__Stored data__:
********************

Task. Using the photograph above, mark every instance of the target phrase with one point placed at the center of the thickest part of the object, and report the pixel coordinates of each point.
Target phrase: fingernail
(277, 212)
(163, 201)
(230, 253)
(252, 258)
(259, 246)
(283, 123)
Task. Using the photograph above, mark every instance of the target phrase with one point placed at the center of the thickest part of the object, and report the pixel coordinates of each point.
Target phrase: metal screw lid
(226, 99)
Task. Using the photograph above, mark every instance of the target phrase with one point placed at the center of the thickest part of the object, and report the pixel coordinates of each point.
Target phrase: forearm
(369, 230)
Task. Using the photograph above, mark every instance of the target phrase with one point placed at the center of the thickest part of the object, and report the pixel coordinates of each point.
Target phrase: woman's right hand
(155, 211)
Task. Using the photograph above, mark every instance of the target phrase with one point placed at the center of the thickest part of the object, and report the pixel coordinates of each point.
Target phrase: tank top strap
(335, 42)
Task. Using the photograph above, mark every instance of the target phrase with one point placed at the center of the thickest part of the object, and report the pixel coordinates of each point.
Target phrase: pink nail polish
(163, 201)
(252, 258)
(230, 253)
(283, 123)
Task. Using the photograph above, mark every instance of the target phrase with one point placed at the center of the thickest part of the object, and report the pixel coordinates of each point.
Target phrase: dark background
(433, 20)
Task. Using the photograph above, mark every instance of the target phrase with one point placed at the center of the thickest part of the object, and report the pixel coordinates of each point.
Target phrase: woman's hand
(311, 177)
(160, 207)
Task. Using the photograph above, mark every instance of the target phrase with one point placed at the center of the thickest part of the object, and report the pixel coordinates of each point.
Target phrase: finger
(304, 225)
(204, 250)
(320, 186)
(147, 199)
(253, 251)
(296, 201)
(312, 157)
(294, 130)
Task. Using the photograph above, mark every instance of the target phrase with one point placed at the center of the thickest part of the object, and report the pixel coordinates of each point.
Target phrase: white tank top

********************

__Your objective__:
All the lines above must be output exactly, with none omitted.

__Solution__:
Task. Using the photograph above, mark every instance of the target phrase with one point placed at the center of the thickest part of the object, and report the pixel coordinates of each point.
Target phrase: fingernail
(277, 212)
(163, 201)
(230, 253)
(252, 258)
(259, 246)
(283, 123)
Task. Using the photograph above, mark every instance of the target phrase with one point placed at the center of the thickest part of the object, and report the pixel coordinates of each point.
Target phrase: metal screw lid
(226, 99)
Task. Using the photograph above, mark every instance of the target phrase with one point placed at the center of the thickest part of the object, and report the pixel coordinates of each point.
Target phrase: forearm
(369, 230)
Task. Using the photograph above, mark every instance of the target phrase with one point placed at the center of the thickest part of the object, and report the pixel coordinates of each point.
Target phrase: woman's right hand
(155, 211)
Task. Using the photograph above, mark every instance of the target phrase with one point placed at the center of the thickest part of the object, and report the pixel coordinates of each point.
Target phrase: tank top strap
(335, 42)
Task. Using the photograph above, mark every instance of the target phrase with one point placed at the center of the thickest part of the object, and report the pixel coordinates of each point.
Target phrase: pink nail polish
(163, 201)
(252, 258)
(230, 253)
(283, 123)
Task. Using the photograph above, mark every instance of the target phrase with one point placed at the center of the thickest part of the object, and report the pixel coordinates of each point.
Target phrase: dark background
(433, 20)
Task. Using the photograph above, mark every instance of the target phrase with one point placed at the center of the thickest part of the object, and report the pixel coordinates of each point.
Target phrase: woman's hand
(311, 177)
(160, 207)
Task. Using the photograph above, mark every instance of the target phrase with one point placed at the center of the thickest part of the object, and report the pixel coordinates of each point.
Target phrase: finger
(304, 225)
(204, 250)
(320, 186)
(147, 199)
(253, 251)
(296, 201)
(312, 157)
(294, 130)
Task. Using the photograph above, mark every instance of the target phrase with one point placed at the center of the thickest part of the object, and report the pixel coordinates of each point.
Target phrase: white tank top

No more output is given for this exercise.